Görev 1: Kayıtların ilk satırından başlayınız ve "[(255, 125), (182, 172)]" ifadesini içeren satırı da alıp orada durunuz. Bu aralıktaki satırları hiçbir değişiklik yapmadan geri veriniz.

Okuma Metni:
★ ★ ★ ★

KOMİSYON KONUŞMASI

İBRAHİM ÖZDEN KABOĞLU (İstanbul) - Teşekkürler Sayın Başkan.

Evet, bu madde, 10'uncu ve 11'inci maddeler üzerine çok şey söylendi ama ben söylenenleri değil belki söylenmeyenler çerçevesinde kısa tutmaya çalışacağım konuşmamı.

Tabii, burada Anayasa Mahkemesi kararları dikkate alınmış, 5 ayrı Anayasa Mahkemesi kararı var ve burada da Anayasa Mahkemesi kararı çerçevesinde düzenleme yapıldığı öne sürüldüğüne göre, esasen Anayasa Mahkemesinin kararında belirlediği ölçütlerle burada yapılan düzenlemeyi örtüştürmeye çalışacağım.

Dile getirilmeyen husus -burada dile getirilen haberleşme özgürlüğü- ama 17'nci maddenin güvence altına aldığı yaşama hakkı pek dile getirilmedi ve şu da var ki 22'nci madde yani haberleşme özgürlüğü genel sağlık amacıyla sınırlanabilen bir özgürlüktür onu da hemen belirteyim. Anayasa Mahkemesi kararları her ne kadar Anayasa'nın 5'inci ve 56'ncı maddesi çerçevesinde kaleme alınmışsa da esasen daha geniş bir alanı kapsamına almaktadır özellikle kentsel kamu düzeni bakımından, ben o konulara girmiyorum.

Şimdi, çok şey söylendi, burada Anayasa Mahkemesi'nin aktarılan ve metinde yer alan kararında yaptığı tespitleri saptamaları 10'uncu maddesi çerçevesinde değerlendirdiğimiz zaman, 10'uncu maddeyle 3194 sayılı İmar Kanunu'na eklenmesi öngörülen ek madde 9'un ruhsattan bağışık kıldığı ve konumlanmaları için izin belgesi verilmesini öngördüğü iki yapı türü için de geçerlidir Anayasa Mahkemesi kararı. Önerinin 10'uncu maddesinin gerekçesi (3)'üncü ve (4)'üncü fıkralarda tanımlanan söz konusu iki yapı türü için yapı ruhsatı alınmasına ilişkin olarak getirilen istisnanın, Anayasa Mahkemesi'nin Anayasa'yı ihlal nedeni olarak işaret ettiği nedenlerden ne şekilde bağışık olduğunu ortaya koymamaktadır, göstermemektedir.

Oysa söz konusu izin ruhsattan farklıdır, (3)'üncü fıkra uyarınca statik bakımdan sakınca olmadığına dair inşaat mühendislerince hazırlanarak raporun sunulması, fennî mesuliyetin üstlenilmesi, malik ya da tasarruf sahibiyle işletmeci arasında yapılan kiralamaya veya kullanıma ilişkin belgenin sunulması ve Bilgi Teknolojileri ve İletişim Kurumunun ilgili mevzuatında belirlenen gerekli ve yeterli koruma mesafesinin bırakılmasıyla yer seçim belgesinin alınmış olması kaydıyla ve (4)'üncü fıkra uyarınca yüksekliği 10 metreden az olmak, statik ve elektrik bakımından sakınca olmadığına dair inşaat ve elektrik, elektronik mühendislerince hazırlanacak rapor ile bu meslek mensuplarınca fennî mesuliyetin üstenildiğine dair taahhütname verilmek ve malik ya da tasarruf sahibiyle işletmeci arasında yapılan kiralamaya veya kullanıma ilişkin belgenin sunulması kaydıyla, ilgili idarelerce elektronik haberleşme istasyonlarının kurulumu için gerekli ilgili yapılara başkaca bir şart aranmaksızın izin verileceği öngörülmektedir.

★ ★ ★ ★

Görev 2:
Okuma metnine göre aşağıdaki soruları yanıtlayınız.
(a) Konuşmacıya göre dikkate alınan kaç ayrı Anayasa Mahkemesi kararı vardır?
(b) Haberleşme özgürlüğü hangi amaçla sınırlanabilen bir özgürlük olarak belirtilmiştir?
(c) (4)'üncü fıkra uyarınca yapının yüksekliği kaç metreden az olmalıdır?

★ ★ ★ ★

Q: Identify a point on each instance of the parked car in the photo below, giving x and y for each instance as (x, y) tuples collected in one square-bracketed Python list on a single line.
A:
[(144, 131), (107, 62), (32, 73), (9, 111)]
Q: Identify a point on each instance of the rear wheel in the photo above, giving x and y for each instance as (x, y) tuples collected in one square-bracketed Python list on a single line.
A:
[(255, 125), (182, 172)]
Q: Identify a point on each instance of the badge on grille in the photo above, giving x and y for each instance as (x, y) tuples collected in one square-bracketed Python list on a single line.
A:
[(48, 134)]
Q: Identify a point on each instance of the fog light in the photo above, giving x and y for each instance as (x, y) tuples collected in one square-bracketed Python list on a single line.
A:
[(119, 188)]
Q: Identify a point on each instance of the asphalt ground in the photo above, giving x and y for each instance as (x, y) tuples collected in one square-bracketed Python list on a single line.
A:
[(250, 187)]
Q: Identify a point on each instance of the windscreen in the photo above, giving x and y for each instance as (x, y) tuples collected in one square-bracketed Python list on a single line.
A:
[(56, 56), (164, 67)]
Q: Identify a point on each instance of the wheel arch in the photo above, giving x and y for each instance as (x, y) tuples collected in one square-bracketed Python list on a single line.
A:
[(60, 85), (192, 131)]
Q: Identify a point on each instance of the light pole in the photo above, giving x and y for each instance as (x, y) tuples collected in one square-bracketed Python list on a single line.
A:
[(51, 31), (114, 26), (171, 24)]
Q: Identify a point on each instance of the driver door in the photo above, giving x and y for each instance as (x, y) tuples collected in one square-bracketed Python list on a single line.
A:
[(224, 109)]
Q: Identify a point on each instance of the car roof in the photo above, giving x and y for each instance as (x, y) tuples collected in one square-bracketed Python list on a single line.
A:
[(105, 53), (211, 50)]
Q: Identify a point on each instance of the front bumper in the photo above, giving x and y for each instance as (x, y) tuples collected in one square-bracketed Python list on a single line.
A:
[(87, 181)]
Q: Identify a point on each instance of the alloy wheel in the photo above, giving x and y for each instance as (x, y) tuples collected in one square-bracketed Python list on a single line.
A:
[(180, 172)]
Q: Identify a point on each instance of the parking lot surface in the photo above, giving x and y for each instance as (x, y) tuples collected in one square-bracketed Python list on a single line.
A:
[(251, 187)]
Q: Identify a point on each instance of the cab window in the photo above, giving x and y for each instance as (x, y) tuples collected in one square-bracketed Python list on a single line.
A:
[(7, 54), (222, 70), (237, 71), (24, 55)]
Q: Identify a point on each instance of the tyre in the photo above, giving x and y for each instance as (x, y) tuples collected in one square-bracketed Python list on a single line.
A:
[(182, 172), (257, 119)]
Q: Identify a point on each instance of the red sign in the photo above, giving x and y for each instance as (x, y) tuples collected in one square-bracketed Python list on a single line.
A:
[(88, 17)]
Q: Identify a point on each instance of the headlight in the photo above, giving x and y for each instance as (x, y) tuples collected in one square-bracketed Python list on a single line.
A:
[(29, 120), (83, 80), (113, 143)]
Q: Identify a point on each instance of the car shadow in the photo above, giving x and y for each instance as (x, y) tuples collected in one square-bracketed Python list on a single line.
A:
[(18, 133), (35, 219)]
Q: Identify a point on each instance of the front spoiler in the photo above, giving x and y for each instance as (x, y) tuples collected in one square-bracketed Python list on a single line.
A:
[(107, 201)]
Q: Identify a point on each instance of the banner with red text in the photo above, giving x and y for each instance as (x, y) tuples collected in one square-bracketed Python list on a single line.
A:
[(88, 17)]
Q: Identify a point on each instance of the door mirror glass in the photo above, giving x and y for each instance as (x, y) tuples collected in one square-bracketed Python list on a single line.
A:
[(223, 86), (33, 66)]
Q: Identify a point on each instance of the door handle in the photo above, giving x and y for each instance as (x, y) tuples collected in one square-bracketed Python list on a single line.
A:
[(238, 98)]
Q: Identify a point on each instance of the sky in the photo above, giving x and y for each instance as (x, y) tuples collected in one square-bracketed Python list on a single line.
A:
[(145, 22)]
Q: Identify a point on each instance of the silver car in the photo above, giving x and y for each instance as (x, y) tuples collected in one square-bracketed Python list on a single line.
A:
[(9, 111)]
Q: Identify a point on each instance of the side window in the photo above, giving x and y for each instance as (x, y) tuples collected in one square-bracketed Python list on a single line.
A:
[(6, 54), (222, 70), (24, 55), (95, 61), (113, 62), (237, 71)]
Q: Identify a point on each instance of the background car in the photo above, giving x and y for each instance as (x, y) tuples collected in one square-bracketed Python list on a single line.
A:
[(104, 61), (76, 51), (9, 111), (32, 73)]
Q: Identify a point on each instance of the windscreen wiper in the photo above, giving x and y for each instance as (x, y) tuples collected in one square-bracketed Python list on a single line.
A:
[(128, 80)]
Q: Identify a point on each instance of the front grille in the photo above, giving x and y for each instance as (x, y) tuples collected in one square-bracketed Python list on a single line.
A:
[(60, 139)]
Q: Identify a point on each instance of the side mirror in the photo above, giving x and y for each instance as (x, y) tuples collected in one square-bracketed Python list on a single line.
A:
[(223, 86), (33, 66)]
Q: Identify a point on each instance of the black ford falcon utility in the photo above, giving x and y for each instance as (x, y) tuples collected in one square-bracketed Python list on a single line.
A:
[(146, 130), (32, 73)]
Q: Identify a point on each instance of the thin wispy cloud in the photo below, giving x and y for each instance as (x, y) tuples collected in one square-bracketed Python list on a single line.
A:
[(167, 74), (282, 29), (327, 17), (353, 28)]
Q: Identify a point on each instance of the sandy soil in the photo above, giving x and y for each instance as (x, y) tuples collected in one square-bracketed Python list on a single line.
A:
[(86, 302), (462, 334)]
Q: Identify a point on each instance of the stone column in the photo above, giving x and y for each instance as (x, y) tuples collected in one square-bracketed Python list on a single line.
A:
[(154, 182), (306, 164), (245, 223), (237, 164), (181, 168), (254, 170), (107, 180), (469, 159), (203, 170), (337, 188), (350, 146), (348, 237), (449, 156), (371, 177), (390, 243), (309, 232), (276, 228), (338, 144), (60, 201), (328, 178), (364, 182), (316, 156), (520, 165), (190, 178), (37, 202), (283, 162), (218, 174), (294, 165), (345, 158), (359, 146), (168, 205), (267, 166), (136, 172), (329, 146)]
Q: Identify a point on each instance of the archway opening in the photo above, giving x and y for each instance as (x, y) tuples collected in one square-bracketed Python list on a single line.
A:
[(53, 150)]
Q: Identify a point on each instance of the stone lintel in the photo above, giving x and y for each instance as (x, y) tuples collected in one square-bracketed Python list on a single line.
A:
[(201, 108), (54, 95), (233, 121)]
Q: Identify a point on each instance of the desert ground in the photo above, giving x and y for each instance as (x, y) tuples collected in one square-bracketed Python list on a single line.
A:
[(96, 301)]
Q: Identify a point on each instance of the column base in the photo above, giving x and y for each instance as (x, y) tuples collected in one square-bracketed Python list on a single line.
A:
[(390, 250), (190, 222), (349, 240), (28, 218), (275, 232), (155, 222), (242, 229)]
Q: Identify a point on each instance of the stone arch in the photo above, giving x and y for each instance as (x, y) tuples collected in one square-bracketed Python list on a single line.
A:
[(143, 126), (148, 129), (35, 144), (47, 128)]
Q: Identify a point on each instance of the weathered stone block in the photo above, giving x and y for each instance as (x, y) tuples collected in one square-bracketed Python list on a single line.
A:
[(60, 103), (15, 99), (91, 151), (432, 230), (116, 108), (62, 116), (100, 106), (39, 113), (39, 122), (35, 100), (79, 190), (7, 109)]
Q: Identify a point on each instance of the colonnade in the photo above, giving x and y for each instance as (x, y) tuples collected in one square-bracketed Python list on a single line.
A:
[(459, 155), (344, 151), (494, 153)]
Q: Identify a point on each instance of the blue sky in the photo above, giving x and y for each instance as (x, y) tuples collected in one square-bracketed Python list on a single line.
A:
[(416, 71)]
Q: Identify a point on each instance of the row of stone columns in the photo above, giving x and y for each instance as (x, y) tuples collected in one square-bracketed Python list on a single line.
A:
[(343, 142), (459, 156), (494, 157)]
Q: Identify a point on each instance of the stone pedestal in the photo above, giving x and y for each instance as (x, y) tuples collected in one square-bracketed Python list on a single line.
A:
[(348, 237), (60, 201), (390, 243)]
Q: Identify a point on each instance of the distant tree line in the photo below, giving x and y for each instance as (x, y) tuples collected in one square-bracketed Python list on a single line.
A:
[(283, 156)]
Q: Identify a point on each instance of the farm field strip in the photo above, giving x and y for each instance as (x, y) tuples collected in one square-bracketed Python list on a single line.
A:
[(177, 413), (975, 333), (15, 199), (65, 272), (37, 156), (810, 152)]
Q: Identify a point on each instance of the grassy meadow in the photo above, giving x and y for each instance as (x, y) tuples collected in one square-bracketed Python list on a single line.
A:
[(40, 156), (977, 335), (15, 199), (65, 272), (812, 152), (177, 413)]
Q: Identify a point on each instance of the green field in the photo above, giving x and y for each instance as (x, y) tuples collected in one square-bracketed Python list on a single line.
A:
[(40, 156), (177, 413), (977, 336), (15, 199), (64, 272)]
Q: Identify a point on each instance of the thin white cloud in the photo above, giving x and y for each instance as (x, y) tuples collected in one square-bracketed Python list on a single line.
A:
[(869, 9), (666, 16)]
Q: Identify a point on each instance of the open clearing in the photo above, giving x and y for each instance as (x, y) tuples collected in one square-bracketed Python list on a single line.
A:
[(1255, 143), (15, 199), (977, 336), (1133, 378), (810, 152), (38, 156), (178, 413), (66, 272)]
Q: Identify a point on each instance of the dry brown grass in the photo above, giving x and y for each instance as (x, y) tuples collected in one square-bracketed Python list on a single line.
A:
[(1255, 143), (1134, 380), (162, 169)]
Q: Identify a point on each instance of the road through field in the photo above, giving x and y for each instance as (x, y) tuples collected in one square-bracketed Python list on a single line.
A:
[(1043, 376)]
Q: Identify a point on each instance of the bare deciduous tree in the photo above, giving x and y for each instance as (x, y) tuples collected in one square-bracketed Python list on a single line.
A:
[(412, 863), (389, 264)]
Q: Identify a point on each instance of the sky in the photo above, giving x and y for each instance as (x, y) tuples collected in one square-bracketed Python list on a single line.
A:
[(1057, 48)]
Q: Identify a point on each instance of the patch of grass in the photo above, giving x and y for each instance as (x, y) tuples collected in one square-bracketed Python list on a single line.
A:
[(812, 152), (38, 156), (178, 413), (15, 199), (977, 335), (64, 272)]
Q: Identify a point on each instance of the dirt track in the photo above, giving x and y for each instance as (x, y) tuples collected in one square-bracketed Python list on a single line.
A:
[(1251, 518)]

★ ★ ★ ★

Alıştırma Sonucu 1:
Q: Identify a point on each instance of the parked car in the photo below, giving x and y for each instance as (x, y) tuples collected in one square-bracketed Python list on a single line.
A:
[(144, 131), (107, 62), (32, 73), (9, 111)]
Q: Identify a point on each instance of the rear wheel in the photo above, giving x and y for each instance as (x, y) tuples collected in one square-bracketed Python list on a single line.
A:
[(255, 125), (182, 172)]

Alıştırma Sonucu 2:
(a) 5 ayrı Anayasa Mahkemesi kararı vardır.
(b) Genel sağlık amacıyla sınırlanabilir.
(c) 10 metreden az olmalıdır.